- Goal of the exercise
Report every line of the listing that contains the word "beard", matching case exactly.

- Dataset records about object locations
_ _ _ _ _ _ _
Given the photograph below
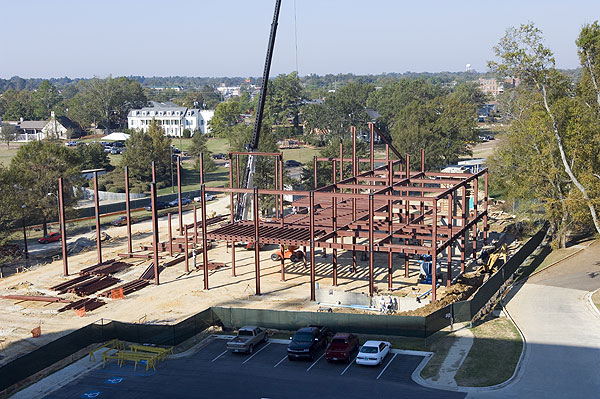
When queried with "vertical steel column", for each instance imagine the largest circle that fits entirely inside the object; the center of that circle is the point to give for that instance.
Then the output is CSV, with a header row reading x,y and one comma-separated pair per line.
x,y
63,225
475,200
186,249
372,150
449,248
256,242
204,240
485,205
195,226
128,211
154,232
170,235
371,280
179,195
434,254
281,187
463,239
315,171
334,225
407,202
390,217
97,209
341,161
354,191
312,245
231,208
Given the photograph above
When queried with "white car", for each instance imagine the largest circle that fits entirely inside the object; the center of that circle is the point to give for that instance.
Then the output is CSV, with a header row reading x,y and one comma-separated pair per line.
x,y
372,353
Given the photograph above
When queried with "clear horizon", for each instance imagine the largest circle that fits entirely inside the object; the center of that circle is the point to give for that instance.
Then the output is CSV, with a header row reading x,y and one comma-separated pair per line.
x,y
68,38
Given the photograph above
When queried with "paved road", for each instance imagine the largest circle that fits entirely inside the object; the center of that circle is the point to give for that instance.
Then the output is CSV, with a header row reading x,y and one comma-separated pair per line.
x,y
562,358
214,372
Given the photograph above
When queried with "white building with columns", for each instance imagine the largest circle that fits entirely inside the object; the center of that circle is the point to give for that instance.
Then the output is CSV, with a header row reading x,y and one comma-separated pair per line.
x,y
173,118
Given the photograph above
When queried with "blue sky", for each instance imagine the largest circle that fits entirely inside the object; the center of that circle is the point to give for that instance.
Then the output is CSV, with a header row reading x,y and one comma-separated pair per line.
x,y
85,38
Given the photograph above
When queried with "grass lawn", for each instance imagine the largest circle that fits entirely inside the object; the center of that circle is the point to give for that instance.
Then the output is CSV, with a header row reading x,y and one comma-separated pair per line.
x,y
6,154
493,356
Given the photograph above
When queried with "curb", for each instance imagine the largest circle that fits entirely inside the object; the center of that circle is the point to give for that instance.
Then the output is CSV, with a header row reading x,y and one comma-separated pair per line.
x,y
562,259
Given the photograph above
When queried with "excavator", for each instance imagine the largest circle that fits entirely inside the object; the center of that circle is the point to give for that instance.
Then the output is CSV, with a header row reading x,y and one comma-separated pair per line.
x,y
490,260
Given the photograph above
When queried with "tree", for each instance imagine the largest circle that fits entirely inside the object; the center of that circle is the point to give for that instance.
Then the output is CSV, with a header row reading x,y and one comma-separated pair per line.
x,y
44,100
566,120
36,168
106,100
198,147
143,148
8,133
92,156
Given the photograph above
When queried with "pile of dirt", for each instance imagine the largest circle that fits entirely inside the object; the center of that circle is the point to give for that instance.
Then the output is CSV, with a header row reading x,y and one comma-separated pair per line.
x,y
465,286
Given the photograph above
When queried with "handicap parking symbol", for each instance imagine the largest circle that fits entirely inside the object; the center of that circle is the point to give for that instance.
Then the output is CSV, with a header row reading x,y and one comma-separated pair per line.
x,y
91,394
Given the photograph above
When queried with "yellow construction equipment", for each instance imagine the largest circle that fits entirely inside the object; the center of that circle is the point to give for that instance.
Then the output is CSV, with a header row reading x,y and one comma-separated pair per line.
x,y
490,260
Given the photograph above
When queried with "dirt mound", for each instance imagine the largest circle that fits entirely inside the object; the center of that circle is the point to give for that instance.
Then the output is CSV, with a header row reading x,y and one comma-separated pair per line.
x,y
465,286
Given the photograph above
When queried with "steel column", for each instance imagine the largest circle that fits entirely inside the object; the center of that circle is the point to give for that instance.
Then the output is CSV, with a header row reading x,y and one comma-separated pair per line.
x,y
450,224
434,255
63,225
256,242
170,235
154,232
312,245
97,209
371,279
231,207
204,240
128,211
179,206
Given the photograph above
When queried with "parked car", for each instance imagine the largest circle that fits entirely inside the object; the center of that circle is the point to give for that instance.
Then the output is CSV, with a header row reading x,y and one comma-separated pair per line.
x,y
290,163
121,221
247,339
159,205
372,353
342,347
52,237
209,197
184,201
307,341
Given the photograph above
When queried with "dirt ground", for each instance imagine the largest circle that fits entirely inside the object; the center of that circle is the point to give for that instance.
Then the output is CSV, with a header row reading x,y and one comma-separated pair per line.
x,y
180,295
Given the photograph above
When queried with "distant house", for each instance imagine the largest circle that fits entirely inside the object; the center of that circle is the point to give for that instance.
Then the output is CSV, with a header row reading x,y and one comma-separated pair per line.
x,y
173,118
58,127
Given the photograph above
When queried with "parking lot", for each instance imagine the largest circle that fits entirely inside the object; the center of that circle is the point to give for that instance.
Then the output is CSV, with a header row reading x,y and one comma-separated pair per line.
x,y
266,373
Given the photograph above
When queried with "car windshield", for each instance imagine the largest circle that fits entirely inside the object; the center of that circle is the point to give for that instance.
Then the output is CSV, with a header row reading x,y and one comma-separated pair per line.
x,y
368,349
303,337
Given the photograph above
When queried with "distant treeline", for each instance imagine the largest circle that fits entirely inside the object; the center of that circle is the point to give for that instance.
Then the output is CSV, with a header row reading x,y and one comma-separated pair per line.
x,y
312,81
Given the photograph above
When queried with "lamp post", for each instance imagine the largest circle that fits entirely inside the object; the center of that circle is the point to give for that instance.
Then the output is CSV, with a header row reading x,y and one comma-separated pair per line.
x,y
24,234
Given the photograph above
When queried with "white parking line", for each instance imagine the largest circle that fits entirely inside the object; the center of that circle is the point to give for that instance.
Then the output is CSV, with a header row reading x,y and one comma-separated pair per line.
x,y
219,356
257,352
386,366
279,362
316,361
348,366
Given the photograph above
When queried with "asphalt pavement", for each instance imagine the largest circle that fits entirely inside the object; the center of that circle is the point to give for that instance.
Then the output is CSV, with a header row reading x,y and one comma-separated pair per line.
x,y
267,373
561,329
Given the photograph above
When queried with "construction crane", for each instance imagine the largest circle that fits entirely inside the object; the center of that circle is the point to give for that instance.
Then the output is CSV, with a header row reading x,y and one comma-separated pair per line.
x,y
244,203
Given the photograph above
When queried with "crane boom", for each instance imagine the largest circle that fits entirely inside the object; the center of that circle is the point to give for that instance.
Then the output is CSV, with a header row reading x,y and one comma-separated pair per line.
x,y
248,182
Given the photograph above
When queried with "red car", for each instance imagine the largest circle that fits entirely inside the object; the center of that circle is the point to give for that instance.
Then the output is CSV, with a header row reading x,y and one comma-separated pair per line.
x,y
52,237
341,348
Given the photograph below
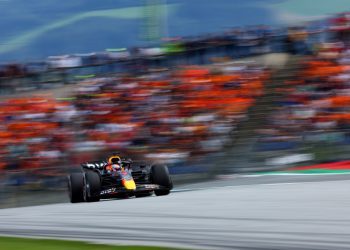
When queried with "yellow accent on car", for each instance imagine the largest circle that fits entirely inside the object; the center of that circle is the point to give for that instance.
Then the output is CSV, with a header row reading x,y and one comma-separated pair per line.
x,y
129,184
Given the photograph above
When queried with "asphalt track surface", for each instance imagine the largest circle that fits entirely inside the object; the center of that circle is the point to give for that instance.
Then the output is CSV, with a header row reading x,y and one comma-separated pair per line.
x,y
260,212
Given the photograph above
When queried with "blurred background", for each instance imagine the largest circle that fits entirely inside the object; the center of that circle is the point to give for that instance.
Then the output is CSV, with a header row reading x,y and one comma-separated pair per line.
x,y
209,89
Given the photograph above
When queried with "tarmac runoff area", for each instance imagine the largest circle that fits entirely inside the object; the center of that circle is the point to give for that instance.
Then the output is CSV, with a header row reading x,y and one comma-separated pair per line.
x,y
259,212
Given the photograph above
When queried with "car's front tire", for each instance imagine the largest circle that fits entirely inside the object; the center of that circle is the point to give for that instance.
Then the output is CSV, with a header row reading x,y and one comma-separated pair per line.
x,y
92,187
76,187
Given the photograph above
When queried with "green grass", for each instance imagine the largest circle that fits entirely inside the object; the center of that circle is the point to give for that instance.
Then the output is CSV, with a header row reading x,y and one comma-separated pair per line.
x,y
10,243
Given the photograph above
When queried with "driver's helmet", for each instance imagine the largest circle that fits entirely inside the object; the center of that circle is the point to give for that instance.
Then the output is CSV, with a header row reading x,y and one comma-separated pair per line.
x,y
115,163
115,159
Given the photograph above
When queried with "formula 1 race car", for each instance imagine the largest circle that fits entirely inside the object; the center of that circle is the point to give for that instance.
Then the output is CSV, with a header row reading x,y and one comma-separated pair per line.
x,y
117,178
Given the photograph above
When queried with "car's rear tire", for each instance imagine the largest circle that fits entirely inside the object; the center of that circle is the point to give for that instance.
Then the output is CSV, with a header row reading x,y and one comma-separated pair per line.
x,y
76,187
160,175
143,194
92,187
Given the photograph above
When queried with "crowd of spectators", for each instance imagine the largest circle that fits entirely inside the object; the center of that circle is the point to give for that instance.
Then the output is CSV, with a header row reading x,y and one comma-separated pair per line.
x,y
170,116
316,103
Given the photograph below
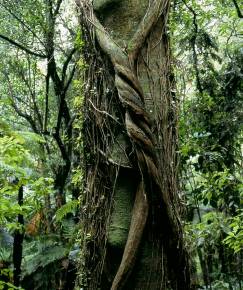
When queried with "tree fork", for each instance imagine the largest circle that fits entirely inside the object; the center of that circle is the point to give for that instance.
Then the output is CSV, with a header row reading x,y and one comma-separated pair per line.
x,y
138,128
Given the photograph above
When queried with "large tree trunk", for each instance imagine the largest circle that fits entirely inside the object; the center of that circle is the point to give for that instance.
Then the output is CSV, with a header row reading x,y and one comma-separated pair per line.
x,y
132,231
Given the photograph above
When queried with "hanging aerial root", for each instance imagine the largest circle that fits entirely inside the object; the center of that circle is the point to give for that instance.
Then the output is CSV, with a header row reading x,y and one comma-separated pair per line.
x,y
138,127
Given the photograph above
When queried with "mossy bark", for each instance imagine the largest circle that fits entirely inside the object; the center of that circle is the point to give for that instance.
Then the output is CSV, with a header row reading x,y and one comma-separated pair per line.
x,y
119,191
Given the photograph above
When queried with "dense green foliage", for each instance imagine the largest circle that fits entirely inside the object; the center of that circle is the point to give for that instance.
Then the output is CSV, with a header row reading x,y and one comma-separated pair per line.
x,y
41,138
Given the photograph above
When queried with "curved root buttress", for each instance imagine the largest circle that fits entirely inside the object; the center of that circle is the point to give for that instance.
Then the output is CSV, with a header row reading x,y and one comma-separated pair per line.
x,y
138,127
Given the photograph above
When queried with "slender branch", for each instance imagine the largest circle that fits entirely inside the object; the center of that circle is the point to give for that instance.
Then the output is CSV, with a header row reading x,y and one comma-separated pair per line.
x,y
66,63
20,46
151,17
70,79
59,2
193,41
239,13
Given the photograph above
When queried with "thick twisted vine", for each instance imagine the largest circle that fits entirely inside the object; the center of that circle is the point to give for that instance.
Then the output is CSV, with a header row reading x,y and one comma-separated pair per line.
x,y
138,127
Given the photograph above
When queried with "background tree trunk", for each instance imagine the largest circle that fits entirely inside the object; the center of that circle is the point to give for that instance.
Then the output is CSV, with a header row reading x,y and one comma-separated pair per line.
x,y
132,232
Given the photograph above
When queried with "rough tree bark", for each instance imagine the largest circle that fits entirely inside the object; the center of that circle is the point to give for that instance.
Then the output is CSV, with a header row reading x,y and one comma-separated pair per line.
x,y
132,231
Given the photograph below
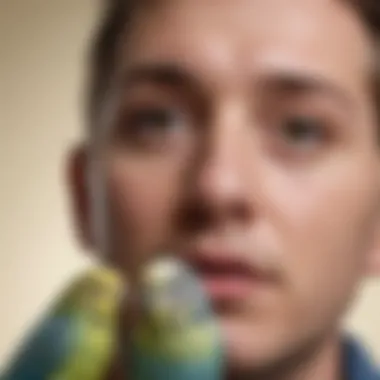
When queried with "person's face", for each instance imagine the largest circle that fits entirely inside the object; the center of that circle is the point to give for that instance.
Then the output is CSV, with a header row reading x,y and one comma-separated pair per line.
x,y
247,140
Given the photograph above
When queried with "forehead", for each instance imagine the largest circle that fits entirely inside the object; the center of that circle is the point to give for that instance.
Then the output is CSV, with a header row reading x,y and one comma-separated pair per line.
x,y
224,41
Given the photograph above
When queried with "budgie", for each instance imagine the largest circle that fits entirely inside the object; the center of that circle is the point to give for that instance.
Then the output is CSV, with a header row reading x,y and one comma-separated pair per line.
x,y
176,337
76,340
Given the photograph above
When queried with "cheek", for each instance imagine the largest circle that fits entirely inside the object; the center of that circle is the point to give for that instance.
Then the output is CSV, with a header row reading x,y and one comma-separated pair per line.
x,y
324,222
143,196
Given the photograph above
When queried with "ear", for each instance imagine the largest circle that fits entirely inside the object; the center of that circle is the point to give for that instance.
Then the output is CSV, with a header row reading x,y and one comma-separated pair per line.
x,y
79,194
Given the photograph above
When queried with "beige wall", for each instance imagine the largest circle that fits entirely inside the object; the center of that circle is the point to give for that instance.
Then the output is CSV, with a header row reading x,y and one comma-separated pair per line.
x,y
41,51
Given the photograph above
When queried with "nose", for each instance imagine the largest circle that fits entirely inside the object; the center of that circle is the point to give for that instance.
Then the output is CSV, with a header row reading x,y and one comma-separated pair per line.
x,y
219,187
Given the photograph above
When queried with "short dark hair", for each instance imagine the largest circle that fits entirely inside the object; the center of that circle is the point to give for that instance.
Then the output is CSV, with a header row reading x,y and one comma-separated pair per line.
x,y
117,16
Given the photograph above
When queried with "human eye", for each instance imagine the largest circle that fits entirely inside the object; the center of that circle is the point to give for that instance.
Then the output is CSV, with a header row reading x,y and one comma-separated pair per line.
x,y
152,127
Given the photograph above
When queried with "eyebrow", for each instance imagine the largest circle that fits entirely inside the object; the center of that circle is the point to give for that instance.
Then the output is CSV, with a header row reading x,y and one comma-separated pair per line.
x,y
164,74
298,83
288,81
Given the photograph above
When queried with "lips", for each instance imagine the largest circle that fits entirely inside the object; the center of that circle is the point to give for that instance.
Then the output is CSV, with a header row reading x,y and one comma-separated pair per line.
x,y
226,276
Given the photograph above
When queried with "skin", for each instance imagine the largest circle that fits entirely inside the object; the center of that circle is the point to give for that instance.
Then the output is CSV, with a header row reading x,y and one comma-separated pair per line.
x,y
268,136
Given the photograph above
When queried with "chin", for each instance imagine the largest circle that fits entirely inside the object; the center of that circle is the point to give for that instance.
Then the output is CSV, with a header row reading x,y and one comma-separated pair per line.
x,y
251,346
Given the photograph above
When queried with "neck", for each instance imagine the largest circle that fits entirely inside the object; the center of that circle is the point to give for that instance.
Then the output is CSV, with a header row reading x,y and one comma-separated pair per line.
x,y
322,361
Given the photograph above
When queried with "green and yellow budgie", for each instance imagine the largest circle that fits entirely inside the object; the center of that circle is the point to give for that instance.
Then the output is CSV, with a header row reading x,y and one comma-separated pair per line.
x,y
76,340
175,337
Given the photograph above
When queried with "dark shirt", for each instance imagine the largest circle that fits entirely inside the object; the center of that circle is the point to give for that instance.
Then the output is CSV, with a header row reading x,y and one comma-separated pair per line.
x,y
358,365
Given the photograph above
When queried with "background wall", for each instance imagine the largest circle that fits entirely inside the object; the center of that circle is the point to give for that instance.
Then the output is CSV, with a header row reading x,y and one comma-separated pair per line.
x,y
42,48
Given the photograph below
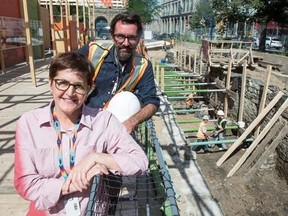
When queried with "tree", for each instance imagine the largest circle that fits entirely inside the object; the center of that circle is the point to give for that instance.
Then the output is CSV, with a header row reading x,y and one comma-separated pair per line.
x,y
269,10
146,9
260,11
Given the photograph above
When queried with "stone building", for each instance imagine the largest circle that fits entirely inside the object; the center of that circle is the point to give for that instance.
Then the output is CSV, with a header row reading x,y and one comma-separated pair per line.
x,y
175,15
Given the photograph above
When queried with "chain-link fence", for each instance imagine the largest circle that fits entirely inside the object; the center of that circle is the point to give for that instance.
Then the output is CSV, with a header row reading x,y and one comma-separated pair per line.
x,y
148,194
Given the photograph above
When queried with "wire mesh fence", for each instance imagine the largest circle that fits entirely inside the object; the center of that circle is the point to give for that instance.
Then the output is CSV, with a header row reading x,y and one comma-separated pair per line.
x,y
148,194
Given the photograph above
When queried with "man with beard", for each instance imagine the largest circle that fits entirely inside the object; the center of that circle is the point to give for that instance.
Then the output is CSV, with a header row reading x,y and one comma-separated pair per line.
x,y
120,68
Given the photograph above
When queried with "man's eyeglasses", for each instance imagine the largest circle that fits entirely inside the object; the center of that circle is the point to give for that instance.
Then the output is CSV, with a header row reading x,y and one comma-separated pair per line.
x,y
120,38
63,85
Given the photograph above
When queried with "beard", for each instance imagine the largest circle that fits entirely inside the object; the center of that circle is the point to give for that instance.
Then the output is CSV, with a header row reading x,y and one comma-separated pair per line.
x,y
124,53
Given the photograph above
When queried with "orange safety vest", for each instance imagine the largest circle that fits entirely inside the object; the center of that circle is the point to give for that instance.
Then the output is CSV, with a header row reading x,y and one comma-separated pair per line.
x,y
97,55
200,133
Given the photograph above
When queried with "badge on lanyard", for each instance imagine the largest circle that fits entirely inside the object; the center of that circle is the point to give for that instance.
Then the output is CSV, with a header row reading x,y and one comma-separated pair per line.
x,y
72,207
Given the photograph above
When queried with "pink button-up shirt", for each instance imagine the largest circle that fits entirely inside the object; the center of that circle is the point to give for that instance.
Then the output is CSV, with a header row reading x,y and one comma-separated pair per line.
x,y
37,175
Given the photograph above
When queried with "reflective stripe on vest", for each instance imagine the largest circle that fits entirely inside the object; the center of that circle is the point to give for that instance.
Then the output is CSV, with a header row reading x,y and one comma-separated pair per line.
x,y
220,123
97,56
200,134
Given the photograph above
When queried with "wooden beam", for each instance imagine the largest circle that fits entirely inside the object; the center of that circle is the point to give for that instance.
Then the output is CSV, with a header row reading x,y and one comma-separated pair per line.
x,y
258,139
256,121
228,80
243,90
269,150
259,150
29,42
162,80
264,95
_ _ _ _ _ _ _
- Answer for this exercise
When queried with "man with beard", for each instance imagine the largest circle that fits entirely inside the object; the center of that circle is the point to give for that instance.
When queried with "beard", for each instance imagine the largest circle that fits entirely inside the object; the center of that circle is the point to give for that instance.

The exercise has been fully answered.